### Excerpt to read
________________________

6. What is The Bottom Line Offer You Will Consider (The “Buy It Now” Price)
The Candidate should not play coy when discussing the compensation package it will take to accept a job offer. Some candidates feel it is to their advantage to play close to the vest and they do not answer with definitive terms. Companies do not like hearing from a Recruiter that they are not sure what it will take to land the candidate they want and often get a bad taste for that Candidate. Candidates who are reasonable, descript and clear have the best shot at landing the deal they want. Companies like a “Buy It Now” price and will often pay a bit more to eliminate back and forth and the administrative headaches that come with revisions and additional sign-offs.
7. Are you Driven by Quality of Life or Climbing the Ladder
It is a good idea for The Candidate to give The Recruiter a general idea of what they are looking for in their career currently and what they are looking for over the long-term. The Recruiter generally has a good understanding of the environment a company offers and will understand whether or not it will cater to your personal preferences. This small piece of information can prevent culture shock down the line.

________________________

### Aim of the task
According to the excerpt on job candidates and recruiters, why will companies often pay a bit more for a "Buy It Now" price? The segmentation mask data isn't needed for anything here.

Segmentation mask data
________________________

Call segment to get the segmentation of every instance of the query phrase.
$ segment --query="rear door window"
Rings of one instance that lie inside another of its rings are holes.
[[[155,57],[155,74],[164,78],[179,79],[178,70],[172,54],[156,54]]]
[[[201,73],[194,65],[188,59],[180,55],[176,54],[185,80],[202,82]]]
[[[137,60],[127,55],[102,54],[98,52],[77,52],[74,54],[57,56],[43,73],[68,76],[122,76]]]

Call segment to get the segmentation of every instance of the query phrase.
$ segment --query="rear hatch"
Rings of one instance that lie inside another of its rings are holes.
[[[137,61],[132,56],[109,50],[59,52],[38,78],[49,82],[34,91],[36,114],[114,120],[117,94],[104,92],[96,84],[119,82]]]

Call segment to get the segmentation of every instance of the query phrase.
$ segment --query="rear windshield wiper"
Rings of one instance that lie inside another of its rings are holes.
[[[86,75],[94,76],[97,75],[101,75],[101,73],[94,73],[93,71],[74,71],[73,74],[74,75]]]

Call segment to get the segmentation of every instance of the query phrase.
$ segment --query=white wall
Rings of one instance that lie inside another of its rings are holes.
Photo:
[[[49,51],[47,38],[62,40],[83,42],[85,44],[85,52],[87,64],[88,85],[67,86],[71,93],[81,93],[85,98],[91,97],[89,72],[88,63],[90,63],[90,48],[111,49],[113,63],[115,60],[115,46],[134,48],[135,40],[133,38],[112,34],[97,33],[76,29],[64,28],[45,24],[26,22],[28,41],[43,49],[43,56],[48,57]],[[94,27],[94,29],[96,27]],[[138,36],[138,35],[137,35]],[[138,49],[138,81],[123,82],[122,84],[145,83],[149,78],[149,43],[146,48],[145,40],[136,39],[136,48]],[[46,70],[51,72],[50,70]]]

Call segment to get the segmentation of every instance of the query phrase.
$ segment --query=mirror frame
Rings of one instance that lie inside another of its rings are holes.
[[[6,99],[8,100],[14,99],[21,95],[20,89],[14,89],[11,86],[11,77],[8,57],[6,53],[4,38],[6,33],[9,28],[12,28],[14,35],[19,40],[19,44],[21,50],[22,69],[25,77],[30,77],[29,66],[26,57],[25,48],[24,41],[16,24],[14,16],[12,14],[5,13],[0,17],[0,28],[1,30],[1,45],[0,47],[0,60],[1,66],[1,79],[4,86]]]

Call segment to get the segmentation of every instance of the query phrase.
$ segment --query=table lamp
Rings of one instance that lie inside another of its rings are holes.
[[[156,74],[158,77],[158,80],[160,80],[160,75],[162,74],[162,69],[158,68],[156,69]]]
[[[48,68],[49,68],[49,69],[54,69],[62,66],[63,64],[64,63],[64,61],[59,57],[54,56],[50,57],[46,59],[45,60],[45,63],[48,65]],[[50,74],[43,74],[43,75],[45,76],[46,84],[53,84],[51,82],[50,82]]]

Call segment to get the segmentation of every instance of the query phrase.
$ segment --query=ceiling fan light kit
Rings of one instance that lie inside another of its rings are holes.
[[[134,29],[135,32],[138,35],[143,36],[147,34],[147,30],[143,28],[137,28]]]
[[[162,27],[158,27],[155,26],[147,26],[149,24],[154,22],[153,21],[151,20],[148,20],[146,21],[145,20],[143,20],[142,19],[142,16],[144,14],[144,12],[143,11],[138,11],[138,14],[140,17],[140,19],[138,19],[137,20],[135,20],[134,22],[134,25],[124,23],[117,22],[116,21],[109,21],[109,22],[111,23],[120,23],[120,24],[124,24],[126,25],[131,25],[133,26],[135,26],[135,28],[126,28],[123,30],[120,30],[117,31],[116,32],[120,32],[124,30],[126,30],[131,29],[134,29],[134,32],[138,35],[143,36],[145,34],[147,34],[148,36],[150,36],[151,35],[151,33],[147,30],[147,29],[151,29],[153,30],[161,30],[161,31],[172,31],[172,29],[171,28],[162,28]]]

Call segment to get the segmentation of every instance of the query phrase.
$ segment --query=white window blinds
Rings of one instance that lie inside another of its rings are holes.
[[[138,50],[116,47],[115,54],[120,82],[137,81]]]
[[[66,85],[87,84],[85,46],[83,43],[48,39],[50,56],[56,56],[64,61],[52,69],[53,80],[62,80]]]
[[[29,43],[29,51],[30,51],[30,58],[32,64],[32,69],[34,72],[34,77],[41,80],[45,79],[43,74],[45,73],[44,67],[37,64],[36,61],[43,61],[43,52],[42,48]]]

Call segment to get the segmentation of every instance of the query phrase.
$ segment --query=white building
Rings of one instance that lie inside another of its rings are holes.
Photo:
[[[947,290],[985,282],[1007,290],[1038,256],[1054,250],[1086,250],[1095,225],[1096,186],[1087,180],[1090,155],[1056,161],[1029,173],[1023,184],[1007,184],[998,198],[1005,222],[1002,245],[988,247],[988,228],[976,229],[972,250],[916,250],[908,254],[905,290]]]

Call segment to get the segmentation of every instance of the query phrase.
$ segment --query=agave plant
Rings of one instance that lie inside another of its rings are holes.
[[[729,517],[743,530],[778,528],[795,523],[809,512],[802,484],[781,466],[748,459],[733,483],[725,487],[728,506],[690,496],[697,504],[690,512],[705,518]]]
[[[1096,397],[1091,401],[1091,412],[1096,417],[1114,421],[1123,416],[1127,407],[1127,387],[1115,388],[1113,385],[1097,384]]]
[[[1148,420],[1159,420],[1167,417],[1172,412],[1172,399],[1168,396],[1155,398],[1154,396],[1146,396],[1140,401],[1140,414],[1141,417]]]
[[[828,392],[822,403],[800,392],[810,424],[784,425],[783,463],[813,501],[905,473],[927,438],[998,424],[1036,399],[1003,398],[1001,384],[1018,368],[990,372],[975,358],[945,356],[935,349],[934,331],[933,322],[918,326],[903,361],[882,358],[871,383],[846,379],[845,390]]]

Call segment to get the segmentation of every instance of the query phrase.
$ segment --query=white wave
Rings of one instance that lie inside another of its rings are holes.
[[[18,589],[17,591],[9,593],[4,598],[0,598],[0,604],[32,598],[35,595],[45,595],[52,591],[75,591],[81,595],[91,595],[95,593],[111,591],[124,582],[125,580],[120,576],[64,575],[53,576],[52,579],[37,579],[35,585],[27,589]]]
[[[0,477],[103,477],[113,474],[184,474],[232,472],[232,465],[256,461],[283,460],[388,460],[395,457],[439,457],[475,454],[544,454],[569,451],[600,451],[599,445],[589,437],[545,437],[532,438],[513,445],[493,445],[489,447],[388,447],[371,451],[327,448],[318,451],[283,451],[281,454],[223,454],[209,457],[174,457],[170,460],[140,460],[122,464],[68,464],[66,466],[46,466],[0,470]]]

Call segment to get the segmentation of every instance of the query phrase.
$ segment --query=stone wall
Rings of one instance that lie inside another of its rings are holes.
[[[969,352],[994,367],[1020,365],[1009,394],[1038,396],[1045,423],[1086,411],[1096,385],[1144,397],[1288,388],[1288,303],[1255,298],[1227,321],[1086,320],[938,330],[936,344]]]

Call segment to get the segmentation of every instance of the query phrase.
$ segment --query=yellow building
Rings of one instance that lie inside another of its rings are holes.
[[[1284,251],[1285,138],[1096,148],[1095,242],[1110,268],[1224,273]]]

________________________

### Result of this task
To eliminate back and forth and the administrative headaches that come with revisions and additional sign-offs.